- DOCUMENT PASSAGE:
◆ ◆ ◆ ◆ ◆
CAROLINE M. HAVERKORT AND DAVID LUBELL*
Department of Anthropology, University of Alberta, Edmonton, Canada
In 1930, the remains of five adults, one subadult, and one infant were excavated from Site 12, a ca. 8000 BP Capsian escargotie` re in Algeria. Recently, cutmarks were found on several postcranial bones of each of the adult individuals. In an attempt to reconstruct the burial ircumstances, archival materials including photographs and field notes were retrieved from the State Historical Society of Wisconsin and the Logan Museum at Beloit College, and a detailed study of the cutmarks was carried out.
The cutmarks are associated mostly with long bones and skulls, while two individuals show cutmarks on the thorax. Using theories relating secondary burial practices to a nomadic lifestyle, it is hypothesized that the individuals died away from camp. Initial preparations, while awaiting transport to Site 12, involved limited exposure, followed by decapitation, dismemberment, and possibly defleshing of the thorax and removal of the internal organs. At Site 12, a formal burial ceremony was conducted during which red ochre was used. In some cases the dismembered extremities were placed in the grave with the rest of the body, but several skulls and long bones are missing. It is not known what the missing bones were used for, although Capsian groups are known for modifying human bones for either utilitarian or ritual purposes.
This is the first time that cutmarks on human remains are reported for this area and period. The idea that Capsian people practiced decapitation and dismemberment has been suggested before, based on observations on other sites, however. Studies of human skeletal material from the Maghreb, often excavated decades ago, may therefore reveal similar types of evidence. It is suggested that such studies will contribute significantly to our understanding of Holocene Maghreb burial practices, and our ability to reconstruct social organization and palaeoeconomy.
◆ ◆ ◆ ◆ ◆
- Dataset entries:
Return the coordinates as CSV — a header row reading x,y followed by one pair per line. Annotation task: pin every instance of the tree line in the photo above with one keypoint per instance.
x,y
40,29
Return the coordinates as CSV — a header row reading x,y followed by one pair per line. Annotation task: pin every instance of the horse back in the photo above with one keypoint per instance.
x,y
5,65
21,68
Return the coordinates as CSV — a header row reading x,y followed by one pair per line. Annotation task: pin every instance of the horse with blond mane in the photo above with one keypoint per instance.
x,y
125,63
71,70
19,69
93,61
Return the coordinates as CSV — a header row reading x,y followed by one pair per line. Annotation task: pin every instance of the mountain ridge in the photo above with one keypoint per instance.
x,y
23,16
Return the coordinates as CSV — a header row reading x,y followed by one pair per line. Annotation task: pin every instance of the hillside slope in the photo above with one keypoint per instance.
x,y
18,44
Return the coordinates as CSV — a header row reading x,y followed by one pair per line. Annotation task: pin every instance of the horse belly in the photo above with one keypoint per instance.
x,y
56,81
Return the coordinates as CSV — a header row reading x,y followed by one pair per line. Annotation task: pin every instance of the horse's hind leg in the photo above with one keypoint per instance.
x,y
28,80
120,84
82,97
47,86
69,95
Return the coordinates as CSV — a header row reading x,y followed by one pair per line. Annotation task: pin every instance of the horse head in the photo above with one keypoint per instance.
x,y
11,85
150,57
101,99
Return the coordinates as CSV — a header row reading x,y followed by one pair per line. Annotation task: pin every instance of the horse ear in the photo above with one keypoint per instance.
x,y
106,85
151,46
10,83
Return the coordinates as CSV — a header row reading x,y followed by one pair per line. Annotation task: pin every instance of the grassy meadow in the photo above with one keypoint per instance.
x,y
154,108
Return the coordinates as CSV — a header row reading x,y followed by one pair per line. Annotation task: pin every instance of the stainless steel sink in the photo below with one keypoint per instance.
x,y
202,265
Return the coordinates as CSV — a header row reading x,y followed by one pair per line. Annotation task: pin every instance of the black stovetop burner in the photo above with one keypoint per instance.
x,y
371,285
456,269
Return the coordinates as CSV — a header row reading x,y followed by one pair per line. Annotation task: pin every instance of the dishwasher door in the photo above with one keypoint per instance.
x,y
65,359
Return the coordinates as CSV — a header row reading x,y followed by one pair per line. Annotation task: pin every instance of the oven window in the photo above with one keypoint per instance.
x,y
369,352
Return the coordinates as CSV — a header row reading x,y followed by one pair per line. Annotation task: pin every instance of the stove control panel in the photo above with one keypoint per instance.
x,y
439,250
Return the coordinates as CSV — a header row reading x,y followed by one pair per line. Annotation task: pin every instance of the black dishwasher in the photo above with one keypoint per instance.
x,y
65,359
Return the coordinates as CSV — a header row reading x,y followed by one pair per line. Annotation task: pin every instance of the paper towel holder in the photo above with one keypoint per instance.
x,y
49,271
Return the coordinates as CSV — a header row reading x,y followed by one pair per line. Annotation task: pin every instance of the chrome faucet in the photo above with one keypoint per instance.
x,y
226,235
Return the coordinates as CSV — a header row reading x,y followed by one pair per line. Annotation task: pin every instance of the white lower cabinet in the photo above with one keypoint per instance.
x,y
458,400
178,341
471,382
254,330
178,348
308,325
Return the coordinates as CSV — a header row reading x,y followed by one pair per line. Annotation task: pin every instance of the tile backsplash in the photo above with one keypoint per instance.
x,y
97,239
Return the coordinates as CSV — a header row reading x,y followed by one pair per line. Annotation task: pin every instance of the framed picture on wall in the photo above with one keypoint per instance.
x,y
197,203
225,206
◆ ◆ ◆ ◆ ◆
- EXERCISE REQUIREMENTS:
1: Decide whether each statement agrees with the abstract on the Site 12 burials, answering yes or no and quoting the deciding words. (a) Cutmarks were found on bones of every adult individual. (b) All of the skulls and long bones were placed in the grave. (c) Red ochre was used during the burial ceremony at Site 12.
2: According to the abstract on the Site 12 burials, from which institutions were the archival materials retrieved?

- RESPONSES:
1:
(a) Yes: "cutmarks were found on several postcranial bones of each of the adult individuals"
(b) No: "several skulls and long bones are missing"
(c) Yes: "At Site 12, a formal burial ceremony was conducted during which red ochre was used"

2: The State Historical Society of Wisconsin and the Logan Museum at Beloit College.